++++ 原文
无缘到广州工作,但几乎每年都到广州一次,每来一次都去吃吃这里的早茶,而每次早茶必点一碗粥。或瘦肉粥、排骨粥、皮蛋粥、粉肠粥、瑶柱白果粥,哪怕是白粥也罢。
在家就有喝粥的“劣根性”。20年前是农民,没有足够的大米,吃不了硬饭,每日三餐至少有两顿都是喝粥过日子。到了云南,依然亲近粥,醉了必喝粥,不醉也自有粥是最爱。一碟自腌的泡菜,或买来的青椒虎皮碎椒,抑或是一砣又香又辣的牟定天台腐乳。
到广州还是粥,别人不解。
家乡的粥或是云南的粥都单纯,单纯得没有可以写的,简单说的话,与饭的区别仅仅多了一箪或半箪的水而已。
广州的粥可有内容,不是多了些料,而是粥的无穷内涵。
到广州喝粥自然会想起“艇仔粥”的辉煌历史,据说艇仔粥的做法很不简单,先将鱿鱼、鲜虾、鱼片、蜇皮、油条、花生、葱姜等切碎,淋麻油与酱油,后以沸滚米粥冲食,因其味美可口,500余艘粥艇斗艳珠江,成为广州清时的一道亮丽风景线。
其实,不仅是广东人爱粥,国人爱粥者多矣,喝粥的历史也可上溯远古。
据书上说,粥的出现距今大约六七千年,那还是新石器时代早期,有一种三足鼎,也叫着“鬲”,一种有了造型的陶器。在“鬲”上加米就是“鬻”了。《礼记·檀弓》有驙粥之食的说法,意为:“厚曰驙,稀曰粥”,这可以说它是陶器诞生后最早出现的烹饪饭食。
君不记仰韶文化,也如若忘了河姆渡文化,但你得记住什么叫粥,《通览外纪》说:“黄帝作釜灶,而民始粥。”又有袁枚《随园食谱》:“见水不见米,非粥也;见米不见水,非粥也。必使水米融洽,柔腻如一,而后谓之粥。”
++++++++
练习要求:
- 1) 抄写这篇谈粥的散文中从“到广州还是粥,别人不解。”起直至“其实,不仅是广东人爱粥,国人爱粥者多矣,喝粥的历史也可上溯远古。”为止的文字，两端词句均包括在内。
- 2) 紧接这篇谈粥的散文的最后一句往下续写一段。
++++ 摘录材料
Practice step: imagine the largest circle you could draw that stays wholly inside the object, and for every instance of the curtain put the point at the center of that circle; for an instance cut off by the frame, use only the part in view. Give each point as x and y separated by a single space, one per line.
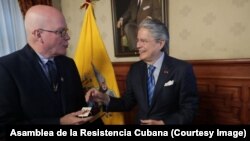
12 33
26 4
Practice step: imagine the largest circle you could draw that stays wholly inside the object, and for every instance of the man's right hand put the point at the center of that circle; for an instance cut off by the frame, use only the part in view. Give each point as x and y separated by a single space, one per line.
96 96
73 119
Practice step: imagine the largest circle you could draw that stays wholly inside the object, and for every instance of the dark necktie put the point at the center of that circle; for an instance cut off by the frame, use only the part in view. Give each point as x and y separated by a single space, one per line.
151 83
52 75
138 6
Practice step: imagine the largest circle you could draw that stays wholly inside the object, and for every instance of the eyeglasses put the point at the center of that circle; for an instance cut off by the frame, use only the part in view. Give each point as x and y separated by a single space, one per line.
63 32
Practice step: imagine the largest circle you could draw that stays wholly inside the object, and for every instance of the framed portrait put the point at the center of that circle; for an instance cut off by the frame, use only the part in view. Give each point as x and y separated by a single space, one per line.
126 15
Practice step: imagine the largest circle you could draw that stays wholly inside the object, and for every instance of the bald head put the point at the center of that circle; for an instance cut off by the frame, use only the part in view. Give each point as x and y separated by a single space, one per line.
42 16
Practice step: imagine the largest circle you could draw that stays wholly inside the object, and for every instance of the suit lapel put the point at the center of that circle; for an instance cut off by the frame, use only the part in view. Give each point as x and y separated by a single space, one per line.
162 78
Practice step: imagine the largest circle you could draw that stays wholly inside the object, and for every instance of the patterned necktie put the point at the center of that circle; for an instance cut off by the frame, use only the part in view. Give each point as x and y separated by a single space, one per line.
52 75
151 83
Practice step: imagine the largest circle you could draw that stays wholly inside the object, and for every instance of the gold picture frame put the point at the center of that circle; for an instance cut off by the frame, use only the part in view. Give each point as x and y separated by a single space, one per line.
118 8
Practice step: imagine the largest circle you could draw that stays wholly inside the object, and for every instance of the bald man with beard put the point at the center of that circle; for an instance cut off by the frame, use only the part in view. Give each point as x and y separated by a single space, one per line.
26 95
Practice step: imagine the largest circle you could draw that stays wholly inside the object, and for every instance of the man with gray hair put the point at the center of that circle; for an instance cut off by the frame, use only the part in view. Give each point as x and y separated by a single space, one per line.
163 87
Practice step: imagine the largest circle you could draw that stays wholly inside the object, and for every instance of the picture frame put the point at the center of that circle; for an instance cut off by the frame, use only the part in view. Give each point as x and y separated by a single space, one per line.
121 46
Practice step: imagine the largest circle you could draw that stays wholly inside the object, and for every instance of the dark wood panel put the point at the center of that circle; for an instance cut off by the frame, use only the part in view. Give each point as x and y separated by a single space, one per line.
++++++++
依序答案:
- 1)
到广州还是粥,别人不解。
家乡的粥或是云南的粥都单纯,单纯得没有可以写的,简单说的话,与饭的区别仅仅多了一箪或半箪的水而已。
广州的粥可有内容,不是多了些料,而是粥的无穷内涵。
到广州喝粥自然会想起“艇仔粥”的辉煌历史,据说艇仔粥的做法很不简单,先将鱿鱼、鲜虾、鱼片、蜇皮、油条、花生、葱姜等切碎,淋麻油与酱油,后以沸滚米粥冲食,因其味美可口,500余艘粥艇斗艳珠江,成为广州清时的一道亮丽风景线。
其实,不仅是广东人爱粥,国人爱粥者多矣,喝粥的历史也可上溯远古。

- 2)
一直以来,我对粥只吃,从不思考。据说粥品多达千种,粥的文化也十分丰富,如唐代的“桂花鲜栗羹”,是用西湖藕粉配糖炒栗片,再加桂花、白糖提鲜生香;宋代的“道场羹”,则是在白粥中添加肉脯、青菜、鲜笋与面条;明代的“七宝粥”,是七种果仁和蜜饯加精白糯米,用温火熬煮整夜而成;不过同名的粥却有不同的做法。像有千年历史的“腊八粥”,只要做粥的师傅不同,下的料也就不同,有的是4-7种,有的是8-12种,最多的达24种,我不知所以然,这是不是暗合“二十四节”的缘故。《酌中志》记载的主料是白米、菱米、红枣加核桃仁;而《红楼梦》里写的主料则是大米、饭豆、栗子、菱角、香芋、红枣和花生;《燕京岁时记》描述的主料却是白米、黄米、糯米、小米、菱角、栗子、松子、红豆、花生、桃仁、杏仁、瓜仁、榛仁、枣泥、葡萄和红白糖。
粥,更可贵的还有它简便易行的食疗效用。《礼记月令》讲:“仲秋之月,养衰老,授几杖,行糜粥饮食。”《慈生随笔》讲:“每日空腹食粥一瓯,能推陈致新,生津快胃,所益非细。”
粥,也总是与穷荒潦倒联系在一起。
宋人曾元澄的“嘉平新节纪,岁事盛东京”和梅尧臣的“愁气变久雨,铛缶空无粥”,不难看出当年的庄户人家在灾荒年成的苦难无助。
又从郑板桥给他弟弟的信里看到:“十冬腊月,凡乞讨者登门,务饷以热粥,并佐以腌姜。”那凄凉景象仿佛在目。
都说《红楼梦》是曹雪芹求粥度日写出来的,假若他一生过着钟鸣鼎食的生活,可能就没有“红楼梦”的今天。敦诚、敦敏兄弟曾在诗中说:“满径蓬蒿老不华,举家食粥酒常赊”,此两句足可见曹雪芹的寒碜到了极点。
我少知道粥也是别人所爱,更少知道唱粥诗文不少,大多情韵俱佳。尤情彩飞扬的苏东坡。他由湖州任上移任密州时,曾约秦少游同逛镇江的金山寺。但不料当日风浪大作,无法返航,于是留宿僧寺。在寺里,他诗性大发,留有《大风留金山两日》一首:“潜山道人独何事,半夜不眠听粥鼓。”诗中的“粥鼓”,大概就是寺庙清晨传膳的击鼓声了。可想象,此时的苏轼,被倾轧后浪迹江湖的失落与无奈。苏轼的另一首求粥诗道:“老我此身无着处,卖书来问东家住。卧听鸡鸣粥熟时,蓬头曳杖君家去。”这诗更加看得出苏轼没落无遮的艰窘处境,再有“地碓舂禾亢光似玉,砂瓶煮豆软如酥”淡薄诗句里流露出如粥一样的淡薄人情。
鬼才李商隐有“粥香饧白杏花天,省对流莺坐绮筵”,陆游也有一首《食粥诗》:“世上个个学长年,不悟长年在眼前,我得宛丘平易法,只将食粥致神仙。”
这等溢美之词,我能对粥无动于衷?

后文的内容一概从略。